**Problem details:**
In the Charles Fernando article below, retype everything from "Charles Fernando (1941–1995), was" down to "in the National Gallery of Zimbabwe." word for word.

**Source passage:**
(begin)

- Born: January 1, 1941
- Died: January 1, 1991 (aged 50)
- Citizenship: Zimbabwean
- Occupation: Painter

= Charles Fernando =

Zimbabwean abstract painter and jazz musician

Charles Fernando (1941–1995), was a Zimbabwean abstract painter and jazz musician. His style was greatly influenced by the music he played, and showed similarities to musical symbols and notes as well. His work can be found in the National Gallery of Zimbabwe.

==History==
Charles’ family came from Mozambique, but he grew up in Mbare a ghetto of Harare. His greatest painting ever was “Sound”, the low note “E” painted in vibrant colours in circles. Some of his friends that he grew up with were; Christopher Chabhuka who was also an artist and Jazz pianist. Christopher's was well known for his metal “Cockerel” also exhibited at the National gallery of Zimbabwe. Satcha (Tendai Silas Machakaire) was one of Charles’ closest friends. In an interview in 1965 by the Harare Broadcasting Station, Satcha said that the future cars will drive on water (Hydrogen-Fuel Cell System being used today). He solved the problem of mixing Ethanol and Diesel by mixing them as vapours in the cylinder.

(end)

Records for identifying positions
(begin)

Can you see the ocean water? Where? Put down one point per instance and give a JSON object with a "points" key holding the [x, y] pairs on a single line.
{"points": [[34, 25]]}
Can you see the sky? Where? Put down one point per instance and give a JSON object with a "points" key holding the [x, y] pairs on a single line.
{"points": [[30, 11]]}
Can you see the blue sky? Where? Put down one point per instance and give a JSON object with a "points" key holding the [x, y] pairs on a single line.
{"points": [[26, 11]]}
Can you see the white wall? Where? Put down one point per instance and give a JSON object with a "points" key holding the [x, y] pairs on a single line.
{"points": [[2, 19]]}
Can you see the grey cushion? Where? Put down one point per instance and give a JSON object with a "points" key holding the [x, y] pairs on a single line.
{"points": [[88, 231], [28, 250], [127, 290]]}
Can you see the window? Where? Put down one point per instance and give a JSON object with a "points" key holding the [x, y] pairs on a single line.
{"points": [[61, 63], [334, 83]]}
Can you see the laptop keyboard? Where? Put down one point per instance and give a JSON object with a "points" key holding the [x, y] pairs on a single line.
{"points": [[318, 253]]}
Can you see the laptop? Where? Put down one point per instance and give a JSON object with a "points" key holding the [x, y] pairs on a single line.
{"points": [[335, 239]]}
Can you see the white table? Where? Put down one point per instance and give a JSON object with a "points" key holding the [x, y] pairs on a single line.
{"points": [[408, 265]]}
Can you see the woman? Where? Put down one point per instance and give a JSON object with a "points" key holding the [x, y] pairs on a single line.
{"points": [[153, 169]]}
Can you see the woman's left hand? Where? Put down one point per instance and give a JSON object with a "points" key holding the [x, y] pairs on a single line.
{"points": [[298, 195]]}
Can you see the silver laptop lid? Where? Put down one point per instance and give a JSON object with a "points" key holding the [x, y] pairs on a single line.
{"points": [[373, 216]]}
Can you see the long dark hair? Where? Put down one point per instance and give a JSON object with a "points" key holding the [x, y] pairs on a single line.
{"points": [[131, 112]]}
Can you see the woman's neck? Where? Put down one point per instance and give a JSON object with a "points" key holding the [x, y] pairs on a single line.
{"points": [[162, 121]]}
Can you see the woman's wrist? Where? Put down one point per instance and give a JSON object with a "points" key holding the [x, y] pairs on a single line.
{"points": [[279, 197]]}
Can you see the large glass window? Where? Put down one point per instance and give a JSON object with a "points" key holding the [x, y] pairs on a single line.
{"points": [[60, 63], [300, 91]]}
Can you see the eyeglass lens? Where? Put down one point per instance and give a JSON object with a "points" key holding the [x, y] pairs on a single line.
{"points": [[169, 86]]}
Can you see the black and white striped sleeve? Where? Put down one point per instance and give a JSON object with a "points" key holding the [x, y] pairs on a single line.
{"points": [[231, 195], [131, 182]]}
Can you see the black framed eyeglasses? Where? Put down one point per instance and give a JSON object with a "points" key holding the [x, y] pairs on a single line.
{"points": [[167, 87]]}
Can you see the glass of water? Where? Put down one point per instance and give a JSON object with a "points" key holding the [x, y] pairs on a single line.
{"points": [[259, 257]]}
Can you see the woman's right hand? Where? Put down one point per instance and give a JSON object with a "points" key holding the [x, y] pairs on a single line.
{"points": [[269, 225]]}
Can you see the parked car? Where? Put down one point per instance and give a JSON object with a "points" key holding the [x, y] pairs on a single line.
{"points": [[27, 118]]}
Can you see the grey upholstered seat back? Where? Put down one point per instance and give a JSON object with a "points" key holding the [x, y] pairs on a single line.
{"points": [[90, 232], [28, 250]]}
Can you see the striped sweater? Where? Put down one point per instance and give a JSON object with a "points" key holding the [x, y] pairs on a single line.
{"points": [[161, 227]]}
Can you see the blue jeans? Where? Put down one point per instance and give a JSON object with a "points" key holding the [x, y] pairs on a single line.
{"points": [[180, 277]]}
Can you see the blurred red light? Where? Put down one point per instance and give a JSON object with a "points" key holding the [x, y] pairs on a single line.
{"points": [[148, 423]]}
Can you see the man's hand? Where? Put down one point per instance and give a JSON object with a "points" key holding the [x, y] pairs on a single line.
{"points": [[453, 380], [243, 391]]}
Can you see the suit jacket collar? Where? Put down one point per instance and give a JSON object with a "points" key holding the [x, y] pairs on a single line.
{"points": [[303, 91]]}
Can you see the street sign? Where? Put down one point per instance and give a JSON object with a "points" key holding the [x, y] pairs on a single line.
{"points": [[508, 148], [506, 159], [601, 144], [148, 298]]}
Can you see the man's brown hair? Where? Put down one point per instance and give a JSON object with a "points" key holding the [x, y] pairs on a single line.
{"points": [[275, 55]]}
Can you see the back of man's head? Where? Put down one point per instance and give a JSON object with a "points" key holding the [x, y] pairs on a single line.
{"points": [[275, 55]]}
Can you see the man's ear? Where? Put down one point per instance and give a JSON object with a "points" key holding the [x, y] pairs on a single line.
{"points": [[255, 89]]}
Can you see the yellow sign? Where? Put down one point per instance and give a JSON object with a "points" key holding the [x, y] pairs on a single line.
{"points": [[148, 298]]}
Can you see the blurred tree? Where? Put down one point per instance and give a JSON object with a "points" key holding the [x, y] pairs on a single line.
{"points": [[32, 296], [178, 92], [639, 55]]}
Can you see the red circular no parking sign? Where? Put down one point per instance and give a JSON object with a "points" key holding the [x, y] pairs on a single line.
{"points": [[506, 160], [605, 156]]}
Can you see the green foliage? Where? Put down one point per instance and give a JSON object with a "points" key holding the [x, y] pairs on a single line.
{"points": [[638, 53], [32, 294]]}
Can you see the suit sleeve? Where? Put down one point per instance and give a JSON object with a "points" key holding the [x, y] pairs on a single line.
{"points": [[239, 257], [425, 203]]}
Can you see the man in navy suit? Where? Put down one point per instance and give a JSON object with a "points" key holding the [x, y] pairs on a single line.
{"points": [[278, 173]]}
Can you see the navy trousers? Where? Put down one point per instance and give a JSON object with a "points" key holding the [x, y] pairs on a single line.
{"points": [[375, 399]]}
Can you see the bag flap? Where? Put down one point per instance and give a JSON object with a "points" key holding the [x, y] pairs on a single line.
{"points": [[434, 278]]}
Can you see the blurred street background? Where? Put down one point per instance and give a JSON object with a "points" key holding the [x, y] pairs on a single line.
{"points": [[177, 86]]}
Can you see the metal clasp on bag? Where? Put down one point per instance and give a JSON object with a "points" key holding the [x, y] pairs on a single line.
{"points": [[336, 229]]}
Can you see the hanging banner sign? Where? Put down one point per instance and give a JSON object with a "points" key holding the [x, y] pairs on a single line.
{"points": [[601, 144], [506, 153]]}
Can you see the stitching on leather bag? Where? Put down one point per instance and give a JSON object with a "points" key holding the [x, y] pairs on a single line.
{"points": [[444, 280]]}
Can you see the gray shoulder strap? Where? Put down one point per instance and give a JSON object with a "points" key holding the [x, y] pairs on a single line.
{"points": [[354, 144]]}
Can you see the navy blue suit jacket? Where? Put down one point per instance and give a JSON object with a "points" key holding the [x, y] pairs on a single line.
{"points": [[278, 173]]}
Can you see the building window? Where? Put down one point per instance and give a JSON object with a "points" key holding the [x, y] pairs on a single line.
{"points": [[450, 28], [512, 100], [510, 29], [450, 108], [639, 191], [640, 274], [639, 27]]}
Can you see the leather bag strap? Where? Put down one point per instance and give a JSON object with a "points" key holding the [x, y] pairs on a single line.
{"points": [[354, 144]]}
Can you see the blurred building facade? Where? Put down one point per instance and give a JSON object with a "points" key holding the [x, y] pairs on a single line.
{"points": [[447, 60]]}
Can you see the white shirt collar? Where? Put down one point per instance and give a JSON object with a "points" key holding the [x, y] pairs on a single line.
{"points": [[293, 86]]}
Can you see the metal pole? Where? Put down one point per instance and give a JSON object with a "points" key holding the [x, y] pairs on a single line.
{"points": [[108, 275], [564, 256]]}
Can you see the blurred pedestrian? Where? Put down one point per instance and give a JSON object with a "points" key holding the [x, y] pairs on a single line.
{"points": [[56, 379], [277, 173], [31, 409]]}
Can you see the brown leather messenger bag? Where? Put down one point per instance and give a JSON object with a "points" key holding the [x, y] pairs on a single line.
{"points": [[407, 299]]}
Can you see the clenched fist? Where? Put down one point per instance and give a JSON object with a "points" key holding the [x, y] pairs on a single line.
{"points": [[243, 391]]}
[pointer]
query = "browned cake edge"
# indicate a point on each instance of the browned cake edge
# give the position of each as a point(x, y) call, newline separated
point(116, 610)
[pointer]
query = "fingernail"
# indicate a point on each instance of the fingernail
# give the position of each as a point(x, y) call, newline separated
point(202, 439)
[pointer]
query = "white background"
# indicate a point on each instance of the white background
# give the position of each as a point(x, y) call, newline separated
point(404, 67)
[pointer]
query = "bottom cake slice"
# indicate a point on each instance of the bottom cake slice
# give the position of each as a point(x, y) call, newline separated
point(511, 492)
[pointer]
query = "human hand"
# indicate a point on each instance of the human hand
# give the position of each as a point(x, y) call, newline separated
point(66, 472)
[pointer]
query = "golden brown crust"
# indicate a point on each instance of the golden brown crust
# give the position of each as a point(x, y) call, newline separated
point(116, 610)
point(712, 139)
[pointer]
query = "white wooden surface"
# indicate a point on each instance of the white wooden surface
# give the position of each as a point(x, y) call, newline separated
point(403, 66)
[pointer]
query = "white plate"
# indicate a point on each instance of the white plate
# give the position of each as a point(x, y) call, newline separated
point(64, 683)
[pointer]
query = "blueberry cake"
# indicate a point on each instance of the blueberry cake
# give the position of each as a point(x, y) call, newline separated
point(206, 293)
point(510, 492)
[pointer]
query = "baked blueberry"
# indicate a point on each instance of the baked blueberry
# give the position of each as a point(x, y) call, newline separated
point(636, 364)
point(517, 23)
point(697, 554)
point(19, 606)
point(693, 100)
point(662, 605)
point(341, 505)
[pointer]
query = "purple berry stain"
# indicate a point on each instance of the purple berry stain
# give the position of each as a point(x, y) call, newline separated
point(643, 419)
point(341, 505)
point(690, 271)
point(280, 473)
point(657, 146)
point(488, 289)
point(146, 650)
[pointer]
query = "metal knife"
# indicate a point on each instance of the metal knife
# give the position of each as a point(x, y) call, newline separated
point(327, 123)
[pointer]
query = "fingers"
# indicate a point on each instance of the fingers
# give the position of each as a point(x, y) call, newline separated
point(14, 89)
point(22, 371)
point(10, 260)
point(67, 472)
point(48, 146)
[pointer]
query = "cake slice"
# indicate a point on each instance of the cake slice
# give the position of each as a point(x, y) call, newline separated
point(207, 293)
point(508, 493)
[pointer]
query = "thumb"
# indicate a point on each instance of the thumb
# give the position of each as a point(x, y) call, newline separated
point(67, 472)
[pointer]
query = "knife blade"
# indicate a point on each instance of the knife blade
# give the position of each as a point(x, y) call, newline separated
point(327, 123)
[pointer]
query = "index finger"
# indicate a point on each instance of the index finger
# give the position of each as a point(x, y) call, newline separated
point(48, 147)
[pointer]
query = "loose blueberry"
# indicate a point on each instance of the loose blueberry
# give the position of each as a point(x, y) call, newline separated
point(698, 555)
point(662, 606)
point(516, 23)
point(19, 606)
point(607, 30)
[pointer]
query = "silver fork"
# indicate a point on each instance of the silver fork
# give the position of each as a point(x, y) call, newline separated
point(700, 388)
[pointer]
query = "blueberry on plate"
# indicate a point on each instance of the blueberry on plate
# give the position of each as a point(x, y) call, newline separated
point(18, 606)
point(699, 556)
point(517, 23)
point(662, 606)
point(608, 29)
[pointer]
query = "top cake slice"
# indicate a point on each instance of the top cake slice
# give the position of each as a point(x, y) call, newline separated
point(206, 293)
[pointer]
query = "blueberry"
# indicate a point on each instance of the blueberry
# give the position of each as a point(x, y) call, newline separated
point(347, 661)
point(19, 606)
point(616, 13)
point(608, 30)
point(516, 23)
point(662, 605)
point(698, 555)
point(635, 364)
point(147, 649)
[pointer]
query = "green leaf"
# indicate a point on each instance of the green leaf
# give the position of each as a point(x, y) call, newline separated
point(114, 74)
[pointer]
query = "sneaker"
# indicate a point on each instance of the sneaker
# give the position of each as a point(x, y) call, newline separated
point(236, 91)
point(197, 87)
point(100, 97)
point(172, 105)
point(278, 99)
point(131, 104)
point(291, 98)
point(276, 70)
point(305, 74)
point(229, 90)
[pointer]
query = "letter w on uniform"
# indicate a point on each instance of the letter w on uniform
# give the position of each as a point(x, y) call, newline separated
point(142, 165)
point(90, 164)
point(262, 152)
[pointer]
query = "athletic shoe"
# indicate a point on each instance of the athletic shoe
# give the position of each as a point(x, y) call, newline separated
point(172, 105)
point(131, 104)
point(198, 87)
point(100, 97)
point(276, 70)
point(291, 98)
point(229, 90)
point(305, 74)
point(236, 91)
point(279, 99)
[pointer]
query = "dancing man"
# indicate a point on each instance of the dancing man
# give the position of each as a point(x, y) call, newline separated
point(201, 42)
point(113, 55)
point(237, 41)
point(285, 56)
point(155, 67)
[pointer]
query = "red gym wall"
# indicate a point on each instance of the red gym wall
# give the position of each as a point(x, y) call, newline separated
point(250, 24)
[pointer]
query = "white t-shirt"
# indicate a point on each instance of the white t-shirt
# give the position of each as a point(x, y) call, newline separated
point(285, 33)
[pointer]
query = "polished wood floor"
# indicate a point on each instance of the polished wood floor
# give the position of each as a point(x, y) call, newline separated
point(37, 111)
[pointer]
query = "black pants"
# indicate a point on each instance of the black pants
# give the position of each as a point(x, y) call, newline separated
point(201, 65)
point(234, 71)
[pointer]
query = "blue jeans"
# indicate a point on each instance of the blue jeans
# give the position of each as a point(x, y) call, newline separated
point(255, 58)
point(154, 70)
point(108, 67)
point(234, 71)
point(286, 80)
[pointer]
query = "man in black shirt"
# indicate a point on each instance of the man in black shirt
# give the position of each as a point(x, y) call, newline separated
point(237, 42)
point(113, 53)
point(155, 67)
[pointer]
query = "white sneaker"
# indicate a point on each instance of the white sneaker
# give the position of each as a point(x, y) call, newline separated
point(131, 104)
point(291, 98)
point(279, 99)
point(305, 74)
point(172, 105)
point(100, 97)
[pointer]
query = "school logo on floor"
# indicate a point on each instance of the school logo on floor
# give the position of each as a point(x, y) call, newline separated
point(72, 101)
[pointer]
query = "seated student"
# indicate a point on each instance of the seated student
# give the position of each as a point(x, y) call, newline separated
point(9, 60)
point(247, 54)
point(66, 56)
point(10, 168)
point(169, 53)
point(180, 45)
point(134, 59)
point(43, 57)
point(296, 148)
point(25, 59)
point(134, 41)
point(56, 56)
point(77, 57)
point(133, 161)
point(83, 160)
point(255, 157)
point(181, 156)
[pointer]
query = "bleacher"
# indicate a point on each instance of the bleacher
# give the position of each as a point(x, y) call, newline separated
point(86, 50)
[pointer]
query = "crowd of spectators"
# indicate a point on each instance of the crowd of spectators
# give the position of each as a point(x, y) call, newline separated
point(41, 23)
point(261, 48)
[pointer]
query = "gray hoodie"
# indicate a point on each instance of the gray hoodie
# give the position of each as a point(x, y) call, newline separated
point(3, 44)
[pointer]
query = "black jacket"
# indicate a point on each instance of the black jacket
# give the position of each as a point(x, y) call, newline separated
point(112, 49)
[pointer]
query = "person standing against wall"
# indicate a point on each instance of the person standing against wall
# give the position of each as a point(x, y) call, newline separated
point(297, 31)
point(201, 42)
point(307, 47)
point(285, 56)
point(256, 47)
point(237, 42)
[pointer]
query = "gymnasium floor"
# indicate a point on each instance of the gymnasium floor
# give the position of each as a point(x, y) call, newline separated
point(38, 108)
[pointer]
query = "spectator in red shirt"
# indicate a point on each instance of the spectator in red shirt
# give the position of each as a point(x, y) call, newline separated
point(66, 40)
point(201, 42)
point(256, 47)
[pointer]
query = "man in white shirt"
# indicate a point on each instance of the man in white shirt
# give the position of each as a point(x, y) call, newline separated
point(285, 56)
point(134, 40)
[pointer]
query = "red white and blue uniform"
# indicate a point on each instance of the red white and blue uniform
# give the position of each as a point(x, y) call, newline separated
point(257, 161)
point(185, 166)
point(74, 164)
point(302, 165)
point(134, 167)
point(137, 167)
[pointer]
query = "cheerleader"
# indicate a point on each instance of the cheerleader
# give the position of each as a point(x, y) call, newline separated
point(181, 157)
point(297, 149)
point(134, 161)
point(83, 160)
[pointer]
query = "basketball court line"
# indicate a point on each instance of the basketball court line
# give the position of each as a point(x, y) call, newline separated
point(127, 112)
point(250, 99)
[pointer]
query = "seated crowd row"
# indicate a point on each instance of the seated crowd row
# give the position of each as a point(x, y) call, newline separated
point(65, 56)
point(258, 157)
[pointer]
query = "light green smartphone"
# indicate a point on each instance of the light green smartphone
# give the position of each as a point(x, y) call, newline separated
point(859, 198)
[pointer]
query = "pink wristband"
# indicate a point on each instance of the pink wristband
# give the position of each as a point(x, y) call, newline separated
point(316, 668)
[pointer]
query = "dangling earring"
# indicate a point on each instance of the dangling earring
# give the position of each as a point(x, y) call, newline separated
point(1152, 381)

(end)

**Solved exercise:**
Charles Fernando (1941–1995), was a Zimbabwean abstract painter and jazz musician. His style was greatly influenced by the music he played, and showed similarities to musical symbols and notes as well. His work can be found in the National Gallery of Zimbabwe.